▸ Source extract:
┄┄┄┄┄┄

At the event, the company announced the launch of Apple SIM - a built in software based SIM card. Preloaded on to the iPad Air 2, and now also on the iPad Mini 3 Apple claims that the Apple SIM allows users "the flexibility to choose from a variety of short-term plans from selected carriers in the US and UK…. So whenever you need it, you can choose the plan that works best for you - with no long-term commitments. And when you travel, you may also be able to choose a data plan from a local carrier."

The flexibility that Apple refers to may just break the mould of the way that we buy and manage phone contracts. As every enterprise device manager knows one of the most time consuming parts of the job is ensuring that you're on the best contract for minutes and data. The idea of a 'soft' SIM that is programmable and allows you to jump from one contract to another without having to purchase a new contract or SIM card represents a freedom that wasn't previously available. Having the ability to move from network to network will help with employees travelling abroad or even in poor reception areas.

At Redcentric, we've long been proponents for this approach. We often advise mobile fleet managers to think less about minutes and data and more about the infrastructure. We call it the inverted triangle approach. It's about thinking first and foremost about how the workforce interacts with the device and what they're trying to achieve with it and less about which carrier is offering the cheapest minutes.

┄┄┄┄┄┄

▸ Written tasks:
a. Which two iPad models does the Apple SIM text say come with Apple SIM preloaded?
b. Continue the Apple SIM text from the point where it stops.
The data comes from a separate source, unrelated to the Apple SIM text.

▸ Available data:
┄┄┄┄┄┄

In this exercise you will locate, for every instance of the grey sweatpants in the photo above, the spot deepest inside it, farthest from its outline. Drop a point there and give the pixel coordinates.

┄┄┄┄┄┄

▸ Answers to the problems:
a. The iPad Air 2 and the iPad Mini 3.

b.
With this flexibility in mind, mobile fleet managers have a real opportunity to look at their contracts much more strategically than before. Understanding usage is key but so is identifying how mobile devices interact with the infrastructure. Armed with this knowledge, enterprises will be in a good position to take advantage of the inevitable change to mobile device contracts.

While the Apple SIM hasn't been adopted by all carriers yet nor is it in all of Apple's mobile devices, we already know that if Apple decides to push a development forward we'll see it adopted as an industry standard soon. Just look at what happened with the micro SIM card. Make sure that you have a strategy in mind of how to take best advantage of the benefits it will bring. Death to the hard SIM, long live the soft SIM.